* AIM OF THE TASK: Can you reproduce the article below on exercise and healthy aging word for word, in full?

* STUDY TEXT:
◆ ◆ ◆ ◆ ◆

It is the wish of every human being that he should stay young as far as possible and should have healthy ageing.
According to a new study, Dynamic exercises such as walking or cycling help one age healthier than resistance exercises such as strength training. The researchers from Germany have discovered evidence that endurance exercise, such as running, swimming, cross-country skiing and cycling, will help one age better than resistance exercise, which involves strength training with weights. The study was published in the European Heart Journal.
Endurance training, high-intensity interval Training (IT), and Resistance Training protocols induce specific cellular pathways in circulating leucocytes. Endurance training and IT, but not RT, increased telomerase activity and telomere length which are important for cellular senescence, regenerative capacity, and thus, healthy ageing.
In a similar study published in the journal Ageing Cell, Medical Dialogues has reported that staying active keeps the body young and healthy and loss of muscle mass and strength did not occur in those who exercised regularly.
The chromosomes of the human body contain DNA and at the end of each DNA is a repetitive DNA sequence called telomere that caps the chromosome and protects its ends from deteriorating. Ageing leads to shortening of the telomeres and is no longer able to protect the chromosomal DNA. The process of telomere shortening is regulated by several proteins. Among them is the enzyme telomerase that is able to counteract the shortening process and can even add length to the telomeres.

◆ ◆ ◆ ◆ ◆

* SOURCE INFORMATION:

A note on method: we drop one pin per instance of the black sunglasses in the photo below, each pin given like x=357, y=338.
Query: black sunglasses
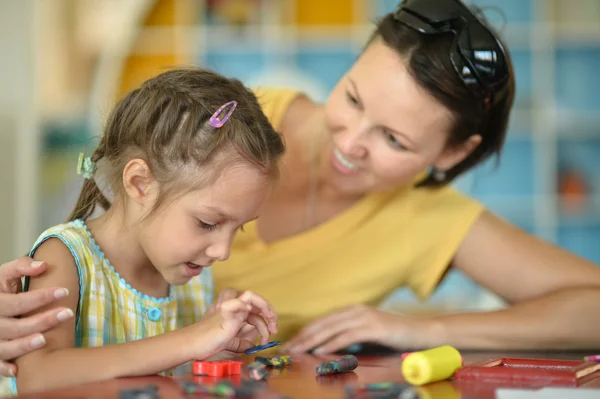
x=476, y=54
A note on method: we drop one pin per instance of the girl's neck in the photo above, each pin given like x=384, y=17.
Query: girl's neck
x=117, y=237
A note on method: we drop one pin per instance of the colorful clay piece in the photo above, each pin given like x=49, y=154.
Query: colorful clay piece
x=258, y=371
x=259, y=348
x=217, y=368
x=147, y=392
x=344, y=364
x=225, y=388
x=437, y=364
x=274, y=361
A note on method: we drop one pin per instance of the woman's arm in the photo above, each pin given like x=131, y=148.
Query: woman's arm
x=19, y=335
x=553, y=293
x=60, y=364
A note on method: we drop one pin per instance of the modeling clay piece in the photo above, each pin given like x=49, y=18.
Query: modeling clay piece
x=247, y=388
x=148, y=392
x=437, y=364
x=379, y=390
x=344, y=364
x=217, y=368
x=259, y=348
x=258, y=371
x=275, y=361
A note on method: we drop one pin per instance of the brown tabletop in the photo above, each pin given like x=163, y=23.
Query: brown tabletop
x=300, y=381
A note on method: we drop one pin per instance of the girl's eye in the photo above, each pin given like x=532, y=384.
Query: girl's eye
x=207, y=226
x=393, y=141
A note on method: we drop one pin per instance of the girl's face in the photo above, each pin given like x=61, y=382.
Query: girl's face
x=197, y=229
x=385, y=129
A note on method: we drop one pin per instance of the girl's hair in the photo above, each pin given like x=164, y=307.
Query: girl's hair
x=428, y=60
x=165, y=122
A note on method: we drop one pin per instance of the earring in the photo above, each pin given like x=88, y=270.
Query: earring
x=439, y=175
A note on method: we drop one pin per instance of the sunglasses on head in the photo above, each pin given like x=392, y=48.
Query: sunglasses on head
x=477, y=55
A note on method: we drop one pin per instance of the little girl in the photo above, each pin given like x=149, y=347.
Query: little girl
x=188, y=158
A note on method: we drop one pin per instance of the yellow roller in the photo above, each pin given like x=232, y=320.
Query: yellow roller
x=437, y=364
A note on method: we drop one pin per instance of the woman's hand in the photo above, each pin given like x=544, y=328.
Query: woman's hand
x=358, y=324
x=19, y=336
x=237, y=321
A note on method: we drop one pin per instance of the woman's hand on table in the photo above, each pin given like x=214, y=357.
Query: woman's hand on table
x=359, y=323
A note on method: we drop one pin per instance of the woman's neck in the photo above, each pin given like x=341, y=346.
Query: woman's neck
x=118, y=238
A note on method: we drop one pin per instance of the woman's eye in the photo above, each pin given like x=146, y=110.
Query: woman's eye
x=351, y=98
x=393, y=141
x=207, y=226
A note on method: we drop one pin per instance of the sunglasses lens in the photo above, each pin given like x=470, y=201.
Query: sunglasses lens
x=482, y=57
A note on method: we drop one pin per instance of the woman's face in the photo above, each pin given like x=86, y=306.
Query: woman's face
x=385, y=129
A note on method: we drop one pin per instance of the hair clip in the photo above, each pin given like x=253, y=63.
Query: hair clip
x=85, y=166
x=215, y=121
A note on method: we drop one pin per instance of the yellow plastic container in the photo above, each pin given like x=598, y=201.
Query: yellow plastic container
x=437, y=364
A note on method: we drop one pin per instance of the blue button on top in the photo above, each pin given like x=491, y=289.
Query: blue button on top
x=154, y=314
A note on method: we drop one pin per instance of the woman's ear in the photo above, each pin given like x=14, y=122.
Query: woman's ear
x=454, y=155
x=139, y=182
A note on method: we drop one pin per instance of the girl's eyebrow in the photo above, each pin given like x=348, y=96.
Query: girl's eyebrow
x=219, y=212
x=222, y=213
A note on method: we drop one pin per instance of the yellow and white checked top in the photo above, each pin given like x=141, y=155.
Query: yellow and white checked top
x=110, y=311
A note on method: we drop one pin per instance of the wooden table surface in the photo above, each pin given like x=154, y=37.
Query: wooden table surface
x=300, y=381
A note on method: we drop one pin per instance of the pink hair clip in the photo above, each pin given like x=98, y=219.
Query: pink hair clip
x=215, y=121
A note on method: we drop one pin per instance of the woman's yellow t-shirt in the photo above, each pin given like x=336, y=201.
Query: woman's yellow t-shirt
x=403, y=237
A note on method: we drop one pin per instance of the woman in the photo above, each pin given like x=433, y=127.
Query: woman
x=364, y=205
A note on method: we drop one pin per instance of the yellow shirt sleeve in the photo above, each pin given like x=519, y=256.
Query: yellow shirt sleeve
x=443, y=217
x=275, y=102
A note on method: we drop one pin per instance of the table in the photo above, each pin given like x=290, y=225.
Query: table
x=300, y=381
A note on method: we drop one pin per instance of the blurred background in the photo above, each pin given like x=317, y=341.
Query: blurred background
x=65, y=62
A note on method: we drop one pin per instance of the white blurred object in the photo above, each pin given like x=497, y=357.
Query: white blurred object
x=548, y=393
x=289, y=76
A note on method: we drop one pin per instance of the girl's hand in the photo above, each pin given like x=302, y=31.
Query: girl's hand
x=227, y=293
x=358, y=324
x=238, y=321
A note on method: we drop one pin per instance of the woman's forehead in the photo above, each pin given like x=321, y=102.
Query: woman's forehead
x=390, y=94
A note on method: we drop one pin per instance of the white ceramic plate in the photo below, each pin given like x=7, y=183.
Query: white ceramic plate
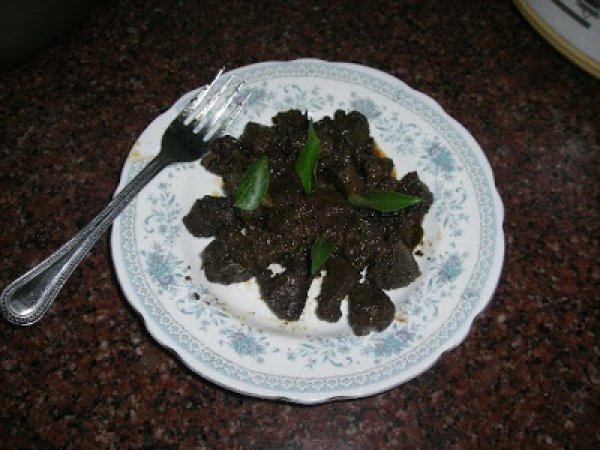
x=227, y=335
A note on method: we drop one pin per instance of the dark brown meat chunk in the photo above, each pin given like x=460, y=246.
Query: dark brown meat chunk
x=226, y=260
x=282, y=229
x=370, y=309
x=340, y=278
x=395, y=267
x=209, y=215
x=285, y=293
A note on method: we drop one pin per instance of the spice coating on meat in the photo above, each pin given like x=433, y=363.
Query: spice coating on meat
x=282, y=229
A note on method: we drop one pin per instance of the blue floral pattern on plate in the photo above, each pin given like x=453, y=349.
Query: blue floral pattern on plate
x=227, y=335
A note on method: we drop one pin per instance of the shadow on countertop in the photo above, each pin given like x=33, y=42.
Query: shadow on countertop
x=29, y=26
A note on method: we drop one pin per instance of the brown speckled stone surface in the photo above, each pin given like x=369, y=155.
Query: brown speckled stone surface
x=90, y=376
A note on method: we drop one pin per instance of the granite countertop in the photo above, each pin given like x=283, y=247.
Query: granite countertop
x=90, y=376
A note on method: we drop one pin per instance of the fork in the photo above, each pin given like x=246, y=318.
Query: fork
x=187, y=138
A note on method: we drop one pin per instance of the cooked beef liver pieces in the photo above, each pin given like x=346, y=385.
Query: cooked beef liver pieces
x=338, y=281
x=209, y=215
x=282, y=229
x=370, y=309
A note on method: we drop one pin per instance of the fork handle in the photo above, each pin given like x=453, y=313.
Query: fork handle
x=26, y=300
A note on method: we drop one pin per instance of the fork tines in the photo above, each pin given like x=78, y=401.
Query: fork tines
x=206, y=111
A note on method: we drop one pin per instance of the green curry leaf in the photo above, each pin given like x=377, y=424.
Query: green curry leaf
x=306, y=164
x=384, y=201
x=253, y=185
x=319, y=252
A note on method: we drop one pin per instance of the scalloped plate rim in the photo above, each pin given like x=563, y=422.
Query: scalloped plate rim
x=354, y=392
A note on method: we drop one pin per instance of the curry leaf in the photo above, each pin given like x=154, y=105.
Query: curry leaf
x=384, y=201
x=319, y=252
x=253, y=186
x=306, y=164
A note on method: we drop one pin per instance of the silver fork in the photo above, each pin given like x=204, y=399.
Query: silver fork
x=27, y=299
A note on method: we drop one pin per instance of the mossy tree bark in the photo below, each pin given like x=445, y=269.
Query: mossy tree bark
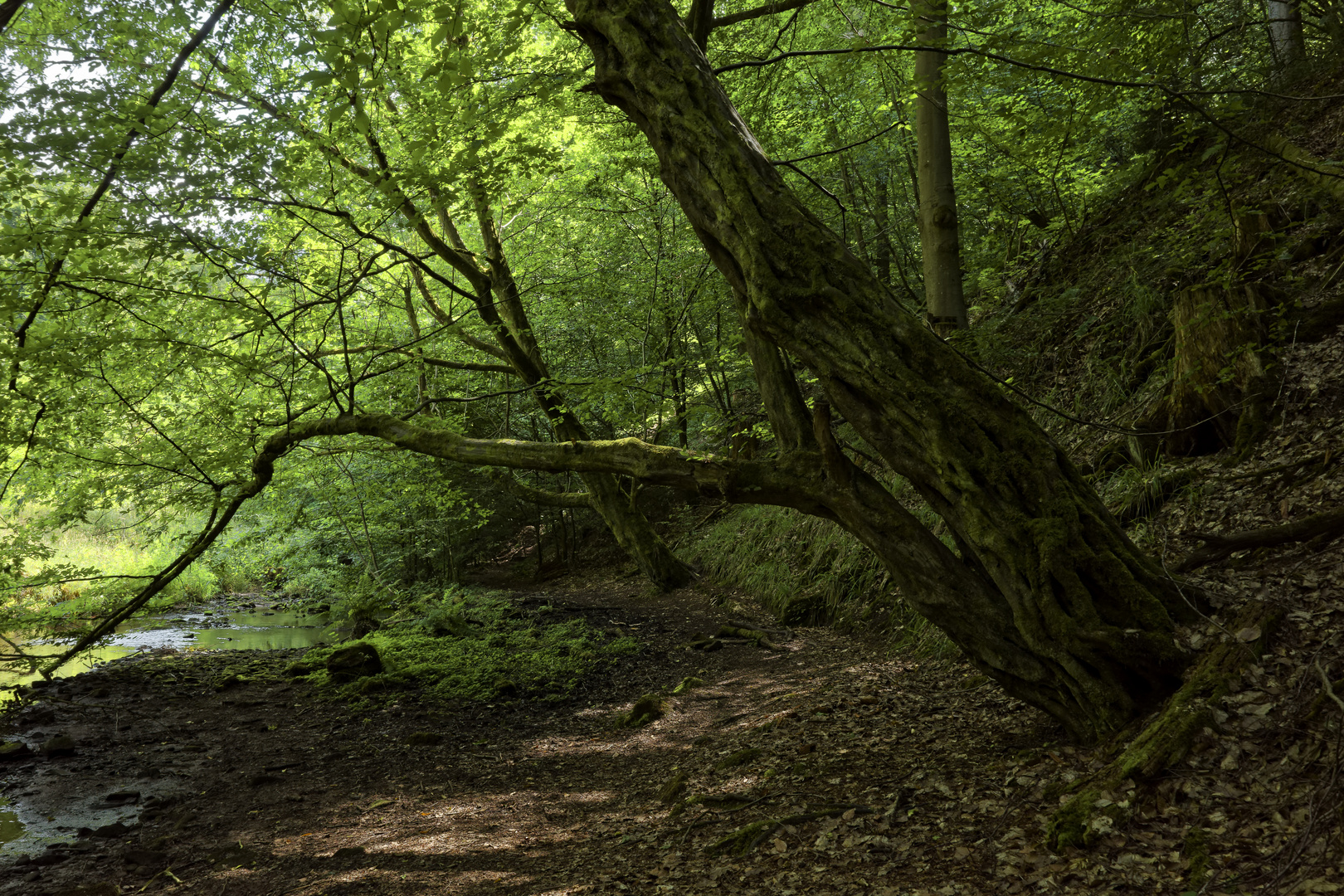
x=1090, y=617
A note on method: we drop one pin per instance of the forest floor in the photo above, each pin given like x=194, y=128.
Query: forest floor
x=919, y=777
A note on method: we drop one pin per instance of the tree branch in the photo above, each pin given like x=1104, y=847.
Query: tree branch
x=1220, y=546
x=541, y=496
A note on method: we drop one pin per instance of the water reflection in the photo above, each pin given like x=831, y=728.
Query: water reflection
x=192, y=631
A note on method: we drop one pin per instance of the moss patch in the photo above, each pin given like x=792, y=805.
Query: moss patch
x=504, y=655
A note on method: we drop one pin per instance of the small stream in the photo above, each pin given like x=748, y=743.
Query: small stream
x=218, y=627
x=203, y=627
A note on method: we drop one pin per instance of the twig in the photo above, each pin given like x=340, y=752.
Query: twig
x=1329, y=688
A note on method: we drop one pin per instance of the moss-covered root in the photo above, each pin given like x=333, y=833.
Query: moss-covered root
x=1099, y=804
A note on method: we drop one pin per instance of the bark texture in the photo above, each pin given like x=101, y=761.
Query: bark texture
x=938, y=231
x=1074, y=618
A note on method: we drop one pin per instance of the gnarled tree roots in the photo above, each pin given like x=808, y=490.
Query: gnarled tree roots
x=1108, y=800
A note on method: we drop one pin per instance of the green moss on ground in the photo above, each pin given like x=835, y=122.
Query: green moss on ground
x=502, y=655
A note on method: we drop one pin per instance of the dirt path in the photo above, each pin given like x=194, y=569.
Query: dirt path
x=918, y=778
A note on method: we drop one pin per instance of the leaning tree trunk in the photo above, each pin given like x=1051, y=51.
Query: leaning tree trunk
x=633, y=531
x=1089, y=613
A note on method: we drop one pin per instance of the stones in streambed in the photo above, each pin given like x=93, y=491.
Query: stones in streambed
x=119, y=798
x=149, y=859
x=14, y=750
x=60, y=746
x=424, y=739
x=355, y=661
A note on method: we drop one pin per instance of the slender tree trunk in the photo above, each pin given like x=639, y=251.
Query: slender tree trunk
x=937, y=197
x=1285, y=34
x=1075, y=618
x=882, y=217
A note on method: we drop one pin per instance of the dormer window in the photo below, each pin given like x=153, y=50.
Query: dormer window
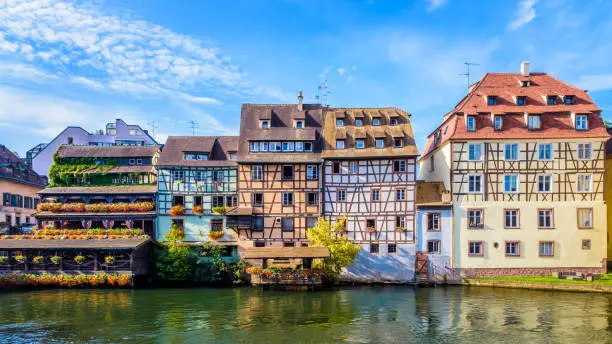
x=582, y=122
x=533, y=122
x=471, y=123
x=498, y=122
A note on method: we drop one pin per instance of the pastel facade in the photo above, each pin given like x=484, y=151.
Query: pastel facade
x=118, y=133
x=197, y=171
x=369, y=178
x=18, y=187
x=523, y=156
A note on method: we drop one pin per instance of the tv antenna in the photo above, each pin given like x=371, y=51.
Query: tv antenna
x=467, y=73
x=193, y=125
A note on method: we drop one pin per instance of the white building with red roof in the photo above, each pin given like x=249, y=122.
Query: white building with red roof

◆ ◆ ◆ ◆ ◆

* ANSWER BOX:
It is the wish of every human being that he should stay young as far as possible and should have healthy ageing.
According to a new study, Dynamic exercises such as walking or cycling help one age healthier than resistance exercises such as strength training. The researchers from Germany have discovered evidence that endurance exercise, such as running, swimming, cross-country skiing and cycling, will help one age better than resistance exercise, which involves strength training with weights. The study was published in the European Heart Journal.
Endurance training, high-intensity interval Training (IT), and Resistance Training protocols induce specific cellular pathways in circulating leucocytes. Endurance training and IT, but not RT, increased telomerase activity and telomere length which are important for cellular senescence, regenerative capacity, and thus, healthy ageing.
In a similar study published in the journal Ageing Cell, Medical Dialogues has reported that staying active keeps the body young and healthy and loss of muscle mass and strength did not occur in those who exercised regularly.
The chromosomes of the human body contain DNA and at the end of each DNA is a repetitive DNA sequence called telomere that caps the chromosome and protects its ends from deteriorating. Ageing leads to shortening of the telomeres and is no longer able to protect the chromosomal DNA. The process of telomere shortening is regulated by several proteins. Among them is the enzyme telomerase that is able to counteract the shortening process and can even add length to the telomeres.